Accurately measuring the reactor water level in a nuclear power plant is critical to safe operation, yet nuclear power reactor water monitoring systems do not work correctly. What would happen today if your car’s speedometer read 60 miles per hour, but in actuality, you might be driving at 40-mph or even 95-mph?
Listen to today’s Fairewinds Energy Education podcast as Dave Lochbaum from the Union of Concerned Scientists and researcher Lucas Hixson discuss the dangerous dilemma reactor operators face when a reactor has an emergency shutdown and operators simply do not know if the reactor has enough water to keep it cool!
Transcript:
MG: Hi this is Maggie Gundersen for Fairewinds Energy Education. Today we’re doing a special show about reactor water level monitoring. We have as our guests nuclear researcher Lucas Hixson and Dave Lochbaum, nuclear expert with the Union of Concerned Scientists. This is not one of our typical podcasts in that this is a very technical podcast, but it’s for you geeks out there. A lot of people have written in to us and asked for this kind of material, and even if you’re a layperson I think that you will really, really find this interesting and it’ll give you insight into how difficult it is to operate a nuclear power reactor. Thank you for joining us.
LH: Good afternoon. I’m Lucas Hixson and I’m here today with Dave Lochbaum with the Union of Concerned Scientists, and we’re going to be speaking about what is called the Reactor Water Level Monitoring System at nuclear power plants. Water is used in the nuclear reactor as a critical neutron moderator and coolant. Water levels in a nuclear reactor are not monitored directly, but rather through an indirect monitoring system, which incorporates a reserve tank which is termed a reference leg. There have been some reported flaws with this cooling system throughout the years, some of the most notable being brought forth by Paul Blanche in the early 1990’s. Dave, can you explain to us some of the nature of his findings?
DL: Yes. Paul found some problems with the level instrumentation used in boiling water reactors like Fukushima in Japan and Pilgrim and Browns Ferry here in the United States. As you mentioned, in that type of reactor, the water boils right in the reactor vessel. It’s difficult to measure the level of water that’s vigorously boiling. If you imagine a pot of boiling water on the stove, you see all that froth level at the top, what is the level of water in the pot? So what boiling water reactors do is use the reference leg, which is just a non-boiling column of water, and compare the pressure or the weight of that water to the weight of water in the reactor. And we can judge the density of the water in the reactor vessel easier than we can determine its actual height. And we can use that differential pressure between what the weight of the water in the reactor is versus the weight of the water in that reference column to determine what the level of the water in the reactor vessel is. If you look at a bottle of soda pop and you shake it up and then crack the top, the water level – the beverage level jumps from a nice low level to spewing out the open top. Because the non-condensable gases inside that soda have become freed by the agitation. Likewise, what Paul noted was that if the pressure of a reactor vessel were suddenly to drop, as it could happen during an accident, the non-condensable gases inside the water can cause the water in the reference column to all of a sudden change dramatically as bubbles come out of that water due to the pressure drop, which is similar to cracking a soda pop. Its pressure drops and the bubbles form. We hadn’t accounted for that in the water level instrumentation. As those bubbles formed under that situation, the indications of level to the operator could become vastly wrong – several feet, dozens of feet wrong. And the reactor core is only 12 feet tall and if the level instrumentation is off by 20 feet, you’ve got a big problem.

▬▬▬▬▬▬▬▬▬▬

- [Exercise 1]: Can you sum up the podcast transcript on reactor water level monitoring in two sentences?
The podcast transcript and the entries have no connection to each other.

- [Data lines]:

▬▬▬▬▬▬▬▬▬▬

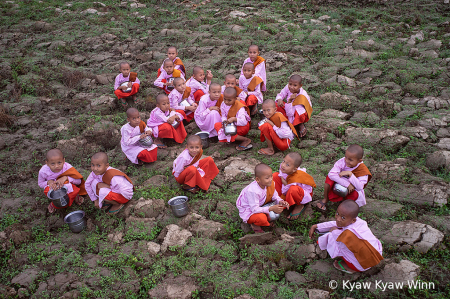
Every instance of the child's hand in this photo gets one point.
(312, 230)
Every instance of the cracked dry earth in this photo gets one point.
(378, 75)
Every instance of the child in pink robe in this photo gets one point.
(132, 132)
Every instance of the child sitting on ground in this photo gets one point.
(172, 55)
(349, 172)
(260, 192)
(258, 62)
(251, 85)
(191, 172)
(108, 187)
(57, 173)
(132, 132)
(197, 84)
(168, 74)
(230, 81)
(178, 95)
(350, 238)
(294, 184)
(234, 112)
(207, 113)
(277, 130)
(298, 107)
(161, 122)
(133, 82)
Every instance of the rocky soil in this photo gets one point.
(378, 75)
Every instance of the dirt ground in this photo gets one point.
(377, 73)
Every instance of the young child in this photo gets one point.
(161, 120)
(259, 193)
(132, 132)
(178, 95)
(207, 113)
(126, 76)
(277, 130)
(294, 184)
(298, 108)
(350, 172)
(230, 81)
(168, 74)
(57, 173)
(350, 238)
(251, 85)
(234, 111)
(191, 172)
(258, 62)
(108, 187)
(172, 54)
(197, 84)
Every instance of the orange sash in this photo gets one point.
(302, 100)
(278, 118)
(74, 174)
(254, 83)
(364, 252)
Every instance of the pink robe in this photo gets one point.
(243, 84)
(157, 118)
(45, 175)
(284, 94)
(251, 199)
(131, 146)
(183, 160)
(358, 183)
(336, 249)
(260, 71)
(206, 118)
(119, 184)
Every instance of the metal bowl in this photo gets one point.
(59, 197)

▬▬▬▬▬▬▬▬▬▬

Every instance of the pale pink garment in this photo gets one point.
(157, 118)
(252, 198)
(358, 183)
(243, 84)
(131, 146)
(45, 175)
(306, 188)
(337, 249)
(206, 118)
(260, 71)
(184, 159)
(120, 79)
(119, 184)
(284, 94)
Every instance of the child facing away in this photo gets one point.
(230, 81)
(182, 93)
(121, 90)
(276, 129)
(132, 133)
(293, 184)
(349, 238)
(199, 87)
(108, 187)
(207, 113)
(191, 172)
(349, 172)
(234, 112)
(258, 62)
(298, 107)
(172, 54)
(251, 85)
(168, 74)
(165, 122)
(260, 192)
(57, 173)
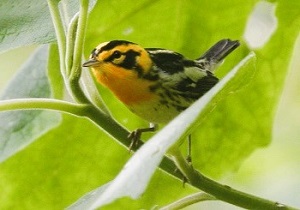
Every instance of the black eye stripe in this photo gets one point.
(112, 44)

▬▬▬▬▬▬▬▬▬▬

- [Exercise 2]: Which lines of the entries contain the string "pink"? Pick out each one and copy it, treating case as significant.

- [Exercise output 1]: In a Fairewinds Energy Education podcast, Dave Lochbaum of the Union of Concerned Scientists and researcher Lucas Hixson discuss how boiling water reactors measure water level indirectly by comparing the weight of water in the reactor vessel with that of a non-boiling reference column. Lochbaum explains Paul Blanche's finding that a sudden pressure drop during an accident can free non-condensable gases as bubbles in that reference column, making level readings wrong by several or even dozens of feet when the reactor core is only 12 feet tall.

- [Exercise output 2]:
Every instance of the child in pink robe in this photo gets one point.
Every instance of the pink robe in this photo gets one point.
Every instance of the pale pink garment in this photo gets one point.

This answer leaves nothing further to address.